- RECORD LIST:
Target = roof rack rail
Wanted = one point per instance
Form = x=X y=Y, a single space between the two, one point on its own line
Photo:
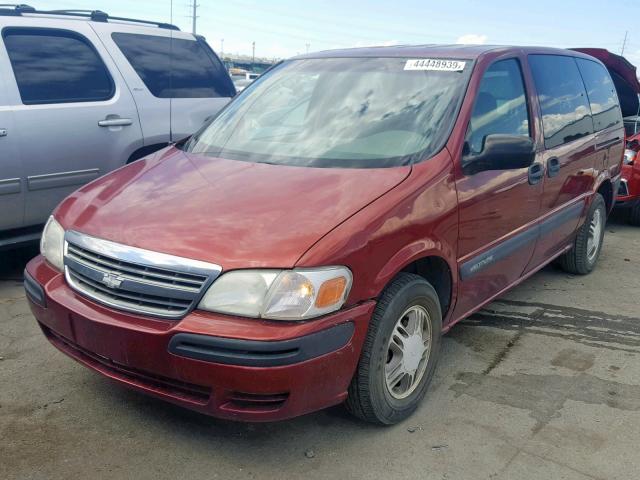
x=15 y=9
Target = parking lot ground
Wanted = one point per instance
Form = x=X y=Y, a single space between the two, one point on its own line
x=544 y=383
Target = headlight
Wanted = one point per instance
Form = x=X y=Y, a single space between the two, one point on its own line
x=297 y=294
x=52 y=243
x=629 y=156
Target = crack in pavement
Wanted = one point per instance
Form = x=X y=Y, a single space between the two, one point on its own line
x=592 y=328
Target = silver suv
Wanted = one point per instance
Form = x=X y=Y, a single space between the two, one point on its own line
x=83 y=93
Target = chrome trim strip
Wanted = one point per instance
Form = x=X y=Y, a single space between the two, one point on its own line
x=177 y=301
x=141 y=256
x=131 y=285
x=62 y=179
x=117 y=305
x=10 y=185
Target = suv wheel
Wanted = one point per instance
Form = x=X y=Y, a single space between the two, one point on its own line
x=582 y=258
x=400 y=352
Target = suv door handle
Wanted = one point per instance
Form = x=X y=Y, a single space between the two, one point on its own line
x=553 y=167
x=115 y=122
x=536 y=172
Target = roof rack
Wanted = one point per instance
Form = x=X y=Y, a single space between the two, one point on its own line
x=16 y=9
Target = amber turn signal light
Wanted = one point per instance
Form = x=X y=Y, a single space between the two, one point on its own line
x=331 y=292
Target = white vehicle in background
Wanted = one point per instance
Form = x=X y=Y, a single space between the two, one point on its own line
x=83 y=93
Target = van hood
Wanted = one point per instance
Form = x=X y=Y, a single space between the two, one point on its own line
x=233 y=213
x=624 y=77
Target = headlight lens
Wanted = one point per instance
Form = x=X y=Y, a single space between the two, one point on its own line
x=279 y=294
x=629 y=156
x=52 y=243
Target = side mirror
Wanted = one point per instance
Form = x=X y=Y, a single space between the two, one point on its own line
x=500 y=152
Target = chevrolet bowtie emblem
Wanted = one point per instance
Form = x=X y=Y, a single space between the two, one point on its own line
x=111 y=280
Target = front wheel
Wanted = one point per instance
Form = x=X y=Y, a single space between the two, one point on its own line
x=582 y=258
x=400 y=352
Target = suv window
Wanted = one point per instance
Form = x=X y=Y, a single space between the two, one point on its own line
x=566 y=114
x=189 y=72
x=501 y=105
x=56 y=66
x=601 y=93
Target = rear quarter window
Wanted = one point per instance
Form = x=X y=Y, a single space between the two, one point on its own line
x=174 y=68
x=566 y=113
x=56 y=66
x=602 y=94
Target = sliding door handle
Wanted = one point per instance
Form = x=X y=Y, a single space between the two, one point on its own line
x=553 y=167
x=536 y=173
x=115 y=122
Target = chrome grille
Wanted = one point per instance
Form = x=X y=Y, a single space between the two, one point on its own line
x=133 y=279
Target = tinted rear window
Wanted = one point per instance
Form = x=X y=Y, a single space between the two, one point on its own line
x=602 y=94
x=188 y=72
x=566 y=114
x=56 y=66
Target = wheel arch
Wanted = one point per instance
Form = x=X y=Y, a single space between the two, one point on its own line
x=605 y=188
x=429 y=263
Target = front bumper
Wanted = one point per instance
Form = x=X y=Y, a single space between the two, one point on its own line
x=228 y=367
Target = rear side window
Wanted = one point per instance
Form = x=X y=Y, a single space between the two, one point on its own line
x=175 y=68
x=501 y=105
x=602 y=94
x=56 y=66
x=566 y=115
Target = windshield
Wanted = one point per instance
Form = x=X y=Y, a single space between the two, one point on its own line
x=339 y=112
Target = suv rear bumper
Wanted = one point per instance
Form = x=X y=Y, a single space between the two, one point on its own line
x=228 y=367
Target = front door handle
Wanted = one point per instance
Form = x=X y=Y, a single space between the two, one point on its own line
x=110 y=121
x=536 y=172
x=553 y=167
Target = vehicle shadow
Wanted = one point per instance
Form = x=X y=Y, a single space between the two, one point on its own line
x=12 y=262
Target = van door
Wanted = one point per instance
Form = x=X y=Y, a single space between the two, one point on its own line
x=570 y=155
x=607 y=116
x=73 y=120
x=11 y=188
x=498 y=209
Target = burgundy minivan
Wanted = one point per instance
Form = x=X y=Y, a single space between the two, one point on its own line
x=312 y=243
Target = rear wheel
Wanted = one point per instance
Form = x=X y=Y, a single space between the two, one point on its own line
x=400 y=352
x=582 y=258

- YOUR INSTRUCTIONS:
Reproduce the listing above verbatim, starting at the line containing "Target = van door" and ending at the last line of the listing, both included.

- COMPLETE RESPONSE:
Target = van door
Wanted = one point per instance
Form = x=X y=Y, a single space between the two, one point on its own line
x=570 y=155
x=607 y=116
x=73 y=120
x=11 y=188
x=498 y=209
Target = burgundy minivan
Wanted = one point per instance
Form = x=X y=Y, a single space between the two, one point on its own line
x=312 y=243
Target = rear wheel
Wanted = one point per instance
Form = x=X y=Y, a single space between the two, one point on its own line
x=400 y=352
x=582 y=258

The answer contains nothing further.